GIVEN PASSAGE ::

────────────────────────────────────────

Attribute selection and preparation of the "Breast Cancer Wisconsin (Original)" dataset for further analysis. Dataset: https://www.kaggle.com/buddhiniw/breast-cancer-prediction/data
Data analysis project using the "Breast Cancer Wisconsin (Original)" dataset, which was obtained from Kaggle. This dataset contains comprehensive information about various physical characteristics observed in cells potentially affected by breast cancer, collected between January 1989 and November 1991 by the University of Wisconsin Hospitals, Madison.
The primary objective of this project was to develop a classification algorithm capable of distinguishing between benign and malignant tumors in breast cancer cells. With the intention of early cancer detection, I used a supervised learning approach. Here's a summary of the project:
I began by exploring the dataset's structure and its attributes, which describe various physical characteristics of breast cancer cells. I identified data quality issues and addressed missing values.

────────────────────────────────────────

RECORDS SHOWN ::
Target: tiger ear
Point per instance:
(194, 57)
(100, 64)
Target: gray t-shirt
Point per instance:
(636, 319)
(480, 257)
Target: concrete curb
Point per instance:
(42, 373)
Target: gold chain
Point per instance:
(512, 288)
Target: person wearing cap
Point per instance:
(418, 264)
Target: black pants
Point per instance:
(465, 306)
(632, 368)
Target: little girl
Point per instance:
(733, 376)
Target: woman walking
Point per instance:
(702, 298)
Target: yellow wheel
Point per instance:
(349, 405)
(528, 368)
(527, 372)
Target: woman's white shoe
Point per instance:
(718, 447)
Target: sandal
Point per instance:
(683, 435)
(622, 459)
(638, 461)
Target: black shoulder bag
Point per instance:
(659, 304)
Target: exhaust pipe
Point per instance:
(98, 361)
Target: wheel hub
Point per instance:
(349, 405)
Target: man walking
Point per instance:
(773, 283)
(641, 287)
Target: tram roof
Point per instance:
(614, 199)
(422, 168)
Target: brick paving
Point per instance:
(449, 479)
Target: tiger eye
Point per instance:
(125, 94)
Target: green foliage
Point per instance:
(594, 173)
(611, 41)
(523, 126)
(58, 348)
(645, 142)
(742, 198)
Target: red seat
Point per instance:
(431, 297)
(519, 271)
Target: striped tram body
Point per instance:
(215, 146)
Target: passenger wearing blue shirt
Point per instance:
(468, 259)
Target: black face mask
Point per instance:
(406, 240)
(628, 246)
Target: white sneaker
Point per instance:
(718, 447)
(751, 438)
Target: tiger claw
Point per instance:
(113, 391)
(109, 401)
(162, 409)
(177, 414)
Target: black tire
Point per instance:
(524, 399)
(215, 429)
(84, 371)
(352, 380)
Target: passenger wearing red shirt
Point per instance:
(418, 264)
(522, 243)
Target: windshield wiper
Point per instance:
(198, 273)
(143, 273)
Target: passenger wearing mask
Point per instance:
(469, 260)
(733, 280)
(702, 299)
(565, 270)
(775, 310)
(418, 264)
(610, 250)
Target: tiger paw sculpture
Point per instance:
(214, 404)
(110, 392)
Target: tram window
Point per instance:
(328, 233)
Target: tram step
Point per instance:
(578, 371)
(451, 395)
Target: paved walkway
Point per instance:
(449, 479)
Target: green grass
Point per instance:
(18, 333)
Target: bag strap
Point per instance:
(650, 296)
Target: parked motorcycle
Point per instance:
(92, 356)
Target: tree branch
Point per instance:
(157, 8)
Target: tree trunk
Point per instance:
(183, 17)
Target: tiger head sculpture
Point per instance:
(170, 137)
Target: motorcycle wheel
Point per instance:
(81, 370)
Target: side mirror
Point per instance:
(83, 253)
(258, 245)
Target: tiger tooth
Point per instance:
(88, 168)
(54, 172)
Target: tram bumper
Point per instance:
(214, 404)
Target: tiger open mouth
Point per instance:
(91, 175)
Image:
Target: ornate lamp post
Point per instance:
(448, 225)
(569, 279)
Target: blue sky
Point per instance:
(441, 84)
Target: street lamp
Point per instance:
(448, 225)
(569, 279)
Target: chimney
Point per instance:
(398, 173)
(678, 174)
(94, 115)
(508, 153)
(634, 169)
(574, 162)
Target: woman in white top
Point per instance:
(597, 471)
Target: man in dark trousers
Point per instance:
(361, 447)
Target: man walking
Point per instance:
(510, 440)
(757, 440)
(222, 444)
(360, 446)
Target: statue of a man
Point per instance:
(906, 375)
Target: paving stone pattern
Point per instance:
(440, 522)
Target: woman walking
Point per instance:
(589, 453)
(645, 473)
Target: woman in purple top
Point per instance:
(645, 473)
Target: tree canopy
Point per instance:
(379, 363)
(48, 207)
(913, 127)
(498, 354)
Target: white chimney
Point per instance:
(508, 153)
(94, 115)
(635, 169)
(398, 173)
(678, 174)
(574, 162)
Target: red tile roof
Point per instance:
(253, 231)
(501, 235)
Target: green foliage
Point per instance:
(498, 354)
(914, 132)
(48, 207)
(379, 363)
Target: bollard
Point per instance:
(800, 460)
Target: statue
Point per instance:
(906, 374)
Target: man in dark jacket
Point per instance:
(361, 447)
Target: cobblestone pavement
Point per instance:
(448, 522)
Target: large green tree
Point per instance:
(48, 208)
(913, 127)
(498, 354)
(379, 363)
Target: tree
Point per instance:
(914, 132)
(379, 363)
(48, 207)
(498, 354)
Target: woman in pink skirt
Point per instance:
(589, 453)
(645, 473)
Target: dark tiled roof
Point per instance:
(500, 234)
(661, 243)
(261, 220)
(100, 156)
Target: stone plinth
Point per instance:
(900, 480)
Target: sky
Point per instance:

────────────────────────────────────────

PROBLEMS TO SOLVE ::
(A) According to the breast cancer project summary, which institution collected the data in the dataset?
(B) Carry the breast cancer project summary forward from its last sentence.

ANSWERS TO EACH TASK ::
(A) The University of Wisconsin Hospitals, Madison.

(B)
Given the dataset's high dimensionality, I performed Principal Component Analysis (PCA) to reduce the number of variables while preserving essential information. This reduction enhanced the efficiency of subsequent modeling.
I utilized libraries such as ggplot2, corrplot, and GGally to create informative visualizations, revealing patterns and correlations within the data.
The project involved employing machine learning techniques, specifically k-Nearest Neighbors (k-NN) with cross-validation, to classify breast cancer cases as benign or malignant. I evaluated model performance and analyzed classification accuracy.
The analysis resulted in a refined dataset with reduced dimensionality while maintaining over 95% of the original data's variance. This allowed for effective modeling while mitigating the risk of overfitting. The project provided valuable insights into breast cancer diagnosis and improved classification accuracy.